Entries taken from a collection
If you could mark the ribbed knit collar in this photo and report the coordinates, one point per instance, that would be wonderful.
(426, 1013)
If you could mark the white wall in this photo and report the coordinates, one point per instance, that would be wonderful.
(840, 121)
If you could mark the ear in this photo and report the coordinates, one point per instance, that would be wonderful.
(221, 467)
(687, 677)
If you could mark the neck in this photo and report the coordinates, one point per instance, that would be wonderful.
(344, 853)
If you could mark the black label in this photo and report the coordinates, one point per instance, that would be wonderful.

• WHAT YOU WILL DO: Could I ask you to return the records exactly and in full?

• WORKED SOLUTION:
If you could mark the ribbed knit collar in this photo and report the coordinates, one point per instance, that would be wonderful.
(426, 1013)
If you could mark the white wall in this photo and report the coordinates, one point per instance, that would be wonderful.
(840, 121)
If you could mark the ear in this photo and report the coordinates, one point per instance, that would be wonderful.
(221, 467)
(687, 677)
If you could mark the neck in this photo and report the coordinates, one point per instance, that would be wonderful.
(344, 853)
If you could mark the black label in this photo and report the coordinates, one point per instance, that would be wonderful.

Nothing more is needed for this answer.